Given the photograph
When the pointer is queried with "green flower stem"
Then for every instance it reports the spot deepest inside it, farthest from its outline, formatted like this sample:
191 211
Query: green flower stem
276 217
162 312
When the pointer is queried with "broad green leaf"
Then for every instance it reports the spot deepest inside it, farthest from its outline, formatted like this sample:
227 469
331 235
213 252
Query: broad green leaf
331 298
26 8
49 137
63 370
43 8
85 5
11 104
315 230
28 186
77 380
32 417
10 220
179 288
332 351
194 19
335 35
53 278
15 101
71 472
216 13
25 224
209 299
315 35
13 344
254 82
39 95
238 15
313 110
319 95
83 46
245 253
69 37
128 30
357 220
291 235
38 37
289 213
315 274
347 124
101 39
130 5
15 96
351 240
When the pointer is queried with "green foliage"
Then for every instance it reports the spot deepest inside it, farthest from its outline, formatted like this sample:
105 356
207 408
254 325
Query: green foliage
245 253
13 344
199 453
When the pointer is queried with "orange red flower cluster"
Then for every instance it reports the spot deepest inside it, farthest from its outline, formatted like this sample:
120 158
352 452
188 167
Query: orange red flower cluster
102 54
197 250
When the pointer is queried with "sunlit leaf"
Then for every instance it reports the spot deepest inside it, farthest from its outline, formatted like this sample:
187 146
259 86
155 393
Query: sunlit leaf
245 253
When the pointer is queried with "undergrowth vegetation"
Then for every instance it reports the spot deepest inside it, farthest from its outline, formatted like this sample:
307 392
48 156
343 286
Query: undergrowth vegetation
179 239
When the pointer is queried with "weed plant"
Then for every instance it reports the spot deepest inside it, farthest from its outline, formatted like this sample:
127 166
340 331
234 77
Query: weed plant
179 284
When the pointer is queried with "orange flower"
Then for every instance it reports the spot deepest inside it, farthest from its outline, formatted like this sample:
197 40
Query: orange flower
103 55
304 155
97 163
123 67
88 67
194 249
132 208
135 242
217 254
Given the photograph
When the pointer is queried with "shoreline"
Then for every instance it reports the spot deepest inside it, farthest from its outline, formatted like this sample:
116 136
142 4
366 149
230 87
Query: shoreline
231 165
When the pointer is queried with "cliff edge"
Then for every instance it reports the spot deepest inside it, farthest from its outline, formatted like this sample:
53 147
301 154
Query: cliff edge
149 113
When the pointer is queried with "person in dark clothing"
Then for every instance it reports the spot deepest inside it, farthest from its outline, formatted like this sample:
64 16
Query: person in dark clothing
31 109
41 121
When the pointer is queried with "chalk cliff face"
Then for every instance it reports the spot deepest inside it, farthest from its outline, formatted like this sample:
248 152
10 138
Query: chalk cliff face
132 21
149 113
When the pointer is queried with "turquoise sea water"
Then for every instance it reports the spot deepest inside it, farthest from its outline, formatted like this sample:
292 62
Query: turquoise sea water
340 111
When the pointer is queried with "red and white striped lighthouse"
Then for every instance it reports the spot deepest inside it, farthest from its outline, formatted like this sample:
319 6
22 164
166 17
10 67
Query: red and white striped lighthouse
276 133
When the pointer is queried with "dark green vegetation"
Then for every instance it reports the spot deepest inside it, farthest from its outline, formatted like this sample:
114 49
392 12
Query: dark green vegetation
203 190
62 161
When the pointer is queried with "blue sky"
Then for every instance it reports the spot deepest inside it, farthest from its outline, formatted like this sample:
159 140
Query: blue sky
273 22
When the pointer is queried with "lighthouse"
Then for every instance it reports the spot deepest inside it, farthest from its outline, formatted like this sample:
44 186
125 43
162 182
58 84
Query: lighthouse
________________________________________
§ **The problem**: Make an exact copy of the data above.

§ **Exercise solution**:
Given the photograph
When the pointer is queried with "green flower stem"
Then for every instance it reports the spot deepest inside it, farthest from its outline, formatted like this sample:
191 211
Query: green flower stem
276 217
162 312
When the pointer is queried with "broad green leaf"
Then for every instance it reports the spot deepest inside it, farthest from its outline, formatted like this sample:
227 469
331 235
213 252
Query: broad green leaf
331 298
26 8
49 137
63 370
43 8
85 5
11 104
315 230
28 186
77 380
32 417
10 220
179 288
332 351
194 19
335 35
53 278
15 101
71 472
216 13
25 224
209 299
315 35
13 344
254 82
39 95
238 15
313 110
319 95
83 46
245 253
69 37
128 30
357 220
291 235
38 37
289 213
315 274
347 124
101 39
130 5
15 96
351 240
When the pointer is queried with "green foliage"
Then for every instance it reports the spot deepest inside it, farthest from its outline, formatted like this sample:
105 356
207 408
254 325
Query: green foliage
245 253
13 344
199 453
When the pointer is queried with "orange red flower cluster"
Then for every instance it reports the spot deepest inside it, farthest from its outline, formatted like this sample:
120 158
352 452
188 167
Query: orange red flower cluster
102 54
197 250
When the pointer is queried with "sunlit leaf"
Then for every instance it reports the spot deepest inside it, farthest from its outline, formatted like this sample:
187 146
259 86
155 393
Query: sunlit leaf
245 253
When the pointer is queried with "undergrowth vegetation"
Then for every instance it reports the spot deepest inside it, farthest from its outline, formatted like this sample:
307 392
48 156
343 286
Query: undergrowth vegetation
179 239
When the pointer is queried with "weed plant"
Then for every instance it reports the spot deepest inside it, farthest from its outline, formatted like this sample:
127 166
340 331
234 77
Query: weed plant
179 284
When the pointer is queried with "orange flower"
Then for every instance it reports the spot deepest inside it, farthest from its outline, formatted like this sample:
197 40
Query: orange flower
103 55
304 155
97 163
123 67
88 67
194 249
132 208
135 242
217 254
Given the photograph
When the pointer is queried with "shoreline"
Then for every instance it reports the spot deepest inside it, farthest from its outline, formatted like this sample:
116 136
142 4
366 149
230 87
Query: shoreline
231 165
When the pointer is queried with "cliff edge"
Then for every instance it reports the spot deepest inside it, farthest from its outline, formatted like this sample:
53 147
301 154
Query: cliff edge
149 113
When the pointer is queried with "person in dark clothing"
Then for every instance it reports the spot deepest inside it, farthest from its outline, formatted like this sample:
64 16
Query: person in dark clothing
31 109
41 121
When the pointer is queried with "chalk cliff face"
Then for every instance it reports the spot deepest inside it, farthest from its outline, formatted like this sample:
248 152
10 138
Query: chalk cliff face
132 21
149 113
When the pointer is queried with "turquoise sea water"
Then for every instance it reports the spot deepest inside it, farthest from its outline, formatted like this sample:
292 62
Query: turquoise sea water
340 111
When the pointer is queried with "red and white striped lighthouse"
Then for every instance it reports the spot deepest inside it, farthest from its outline, formatted like this sample:
319 6
22 164
166 17
10 67
Query: red and white striped lighthouse
276 133
When the pointer is queried with "dark green vegetation"
Then for every instance it reports the spot deepest inside it, farthest from its outline, formatted like this sample:
114 49
392 12
Query: dark green vegetation
203 190
62 161
When the pointer is queried with "blue sky"
Then for every instance it reports the spot deepest inside it, farthest from its outline, formatted like this sample:
159 140
Query: blue sky
273 22
When the pointer is queried with "lighthouse"
Then for every instance it reports the spot deepest inside it, farthest from its outline, formatted like this sample:
44 186
125 43
162 182
58 84
Query: lighthouse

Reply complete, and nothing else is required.